Start of Passage provided
In the latest work, which built on an earlier survey of G-rated films, Thompson and her collaborator, Fumie Yokota, watched 81 animated movies. They included such classics as "Pinocchio," "Snow White and the Seven Dwarfs" and "Dumbo," along with more recent releases like "The Lion King," "Cats Don't Dance" and "Toy Story 2."

Forty-seven percent of the movies had characters who drank alcohol, and 43 percent had characters who smoked.

While violence is frequently associated with a character's moral standing, smoking and drinking are not, Thompson says. "Good" and "bad" figures used alcohol and tobacco to roughly the same degree. A previous look at tobacco use in non-animated movies suggested that smoking was a device used to portray "tough" men and "bad" women.

The average duration of drinking scenes was 42 seconds, but ranged from two seconds to almost three minutes in "Sleeping Beauty." Smoking scenes lasted about two minutes per movie, on average, but ran as long as 10.5 minutes in the 1945 film "The Three Caballeros." Cigar smoking was the most prolonged form of tobacco intake, followed by pipe use and then cigarettes.

None of films depicted illicit drug use, although three did show characters transformed by substances - a traumatic image for young children, experts say - and two showed figures being injected with a drug.

Later films tended to depict less alcohol and tobacco use, the researchers say. Indeed, almost half of the movies reviewed that were released since 1990 had no smoking or drinking at all.
End of Passage provided
> Tasks:
1. According to the passage about alcohol and tobacco in animated movies, which film had the longest smoking scenes, and how long did they run?
2. Extend the passage about alcohol and tobacco in animated movies, starting right after its last sentence.
The entries have no connection to the passage about alcohol and tobacco in animated movies.
Start of Listed entries
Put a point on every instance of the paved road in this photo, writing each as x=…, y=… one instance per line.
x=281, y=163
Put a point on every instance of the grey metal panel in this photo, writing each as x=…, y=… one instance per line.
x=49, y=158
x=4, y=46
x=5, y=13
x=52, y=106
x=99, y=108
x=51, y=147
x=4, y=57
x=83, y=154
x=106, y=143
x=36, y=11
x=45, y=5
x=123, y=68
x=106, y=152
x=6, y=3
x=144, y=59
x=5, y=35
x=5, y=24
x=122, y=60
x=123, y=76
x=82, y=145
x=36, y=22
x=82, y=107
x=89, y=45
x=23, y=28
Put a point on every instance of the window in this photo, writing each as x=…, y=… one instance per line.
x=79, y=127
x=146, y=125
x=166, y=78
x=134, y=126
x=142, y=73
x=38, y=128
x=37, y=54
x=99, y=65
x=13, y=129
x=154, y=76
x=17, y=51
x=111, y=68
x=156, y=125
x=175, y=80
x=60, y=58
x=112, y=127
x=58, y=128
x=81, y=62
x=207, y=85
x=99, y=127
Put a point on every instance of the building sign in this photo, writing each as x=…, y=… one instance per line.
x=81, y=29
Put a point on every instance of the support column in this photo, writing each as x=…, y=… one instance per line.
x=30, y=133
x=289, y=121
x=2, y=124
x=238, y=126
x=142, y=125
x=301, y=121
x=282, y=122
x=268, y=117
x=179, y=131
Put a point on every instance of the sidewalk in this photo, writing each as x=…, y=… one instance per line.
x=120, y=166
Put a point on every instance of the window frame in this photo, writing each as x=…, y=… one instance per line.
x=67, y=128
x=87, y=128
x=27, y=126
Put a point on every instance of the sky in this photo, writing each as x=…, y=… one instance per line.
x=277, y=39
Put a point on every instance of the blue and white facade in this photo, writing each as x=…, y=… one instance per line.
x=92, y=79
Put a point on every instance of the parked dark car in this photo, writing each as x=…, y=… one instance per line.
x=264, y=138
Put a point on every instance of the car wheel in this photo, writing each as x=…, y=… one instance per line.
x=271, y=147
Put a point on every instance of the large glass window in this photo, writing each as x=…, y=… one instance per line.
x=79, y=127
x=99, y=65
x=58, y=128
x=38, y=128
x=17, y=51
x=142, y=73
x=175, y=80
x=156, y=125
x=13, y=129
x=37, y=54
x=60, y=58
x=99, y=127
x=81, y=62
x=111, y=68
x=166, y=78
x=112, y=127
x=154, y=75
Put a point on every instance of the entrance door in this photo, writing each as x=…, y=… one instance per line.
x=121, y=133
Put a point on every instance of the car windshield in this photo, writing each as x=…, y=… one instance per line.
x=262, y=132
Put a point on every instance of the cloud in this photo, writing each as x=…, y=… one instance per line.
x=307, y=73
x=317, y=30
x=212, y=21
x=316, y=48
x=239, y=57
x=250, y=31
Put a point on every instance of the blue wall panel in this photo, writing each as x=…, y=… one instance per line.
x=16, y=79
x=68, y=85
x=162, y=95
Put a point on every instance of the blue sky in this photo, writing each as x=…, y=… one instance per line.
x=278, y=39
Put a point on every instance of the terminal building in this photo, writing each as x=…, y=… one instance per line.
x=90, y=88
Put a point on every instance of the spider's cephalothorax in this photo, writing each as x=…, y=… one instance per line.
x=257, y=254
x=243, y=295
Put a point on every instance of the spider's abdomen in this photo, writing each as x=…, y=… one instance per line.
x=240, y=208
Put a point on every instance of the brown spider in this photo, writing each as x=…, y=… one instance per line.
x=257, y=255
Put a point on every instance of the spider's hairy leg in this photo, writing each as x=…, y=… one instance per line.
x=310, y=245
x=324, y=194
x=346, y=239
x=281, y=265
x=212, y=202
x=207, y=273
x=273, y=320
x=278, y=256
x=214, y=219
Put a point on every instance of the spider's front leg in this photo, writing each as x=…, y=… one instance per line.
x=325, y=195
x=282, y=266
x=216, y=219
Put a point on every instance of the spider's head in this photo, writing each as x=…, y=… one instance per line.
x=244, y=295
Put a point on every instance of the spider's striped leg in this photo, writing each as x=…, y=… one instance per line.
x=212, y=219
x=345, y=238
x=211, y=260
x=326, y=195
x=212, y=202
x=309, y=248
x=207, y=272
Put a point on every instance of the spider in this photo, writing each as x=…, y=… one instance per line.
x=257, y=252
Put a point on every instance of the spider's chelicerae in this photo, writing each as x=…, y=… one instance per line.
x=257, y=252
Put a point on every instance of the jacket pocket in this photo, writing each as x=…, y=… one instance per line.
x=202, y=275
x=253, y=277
End of Listed entries
> Results in order:
1. "The Three Caballeros" (1945), with smoking scenes running as long as 10.5 minutes.

2.
The overall figures are raised in part by the power of preservation through videotape or DVD, through which kids can watch the classic Disney movies again and again. At the time those movies were made, smoking and drinking didn't carry the negative perception they do today.

The movies the researchers watched that were released before the landmark 1964 Surgeon General's report linking smoking to cancer - all released by Walt Disney Studios - had an average of 2 minutes, 15 seconds of tobacco use. By contrast, the movies released after the report - released by several studios, Disney included - averaged only 31 seconds of smoking.

That might reflect a growing cultural bias against tobacco and alcohol use, Thompson says, but if such a motivation was behind the trend, it didn't make it into the screenplay. Only three films had characters who actively discouraged smoking, she says, while none had characters who frowned on drinking.

"Pinocchio," made in 1940, does show the harrowing transformation into donkeys of rowdy boys who smoke and drink and otherwise misbehave, but Thompson says she was looking for explicit, not symbolic, "public health messages." The questionable behaviour "has to be drawn in," she says. "It's not something that's there unless people put it there."

To be sure, says Thompson, many parents, particularly those who smoke and drink, won't find cause for concern in the latest study. And parental behaviour is probably the most important model for young children, says Dr. Michael Brody, a child psychiatrist at the University of Maryland in College Park and chairman of the media committee of the American Academy of Child and Adolescent Psychiatry. "But it doesn't preclude the influence of the media and the popular culture," Brody says.

Films and television are rife with the message that people should deal with the blues by drowning them in liquor, Brody says. "Nobody's supposed to feel bad or depressed. We're immediately supposed to self-medicate, and this definitely has an impact on the way our young people see drinking."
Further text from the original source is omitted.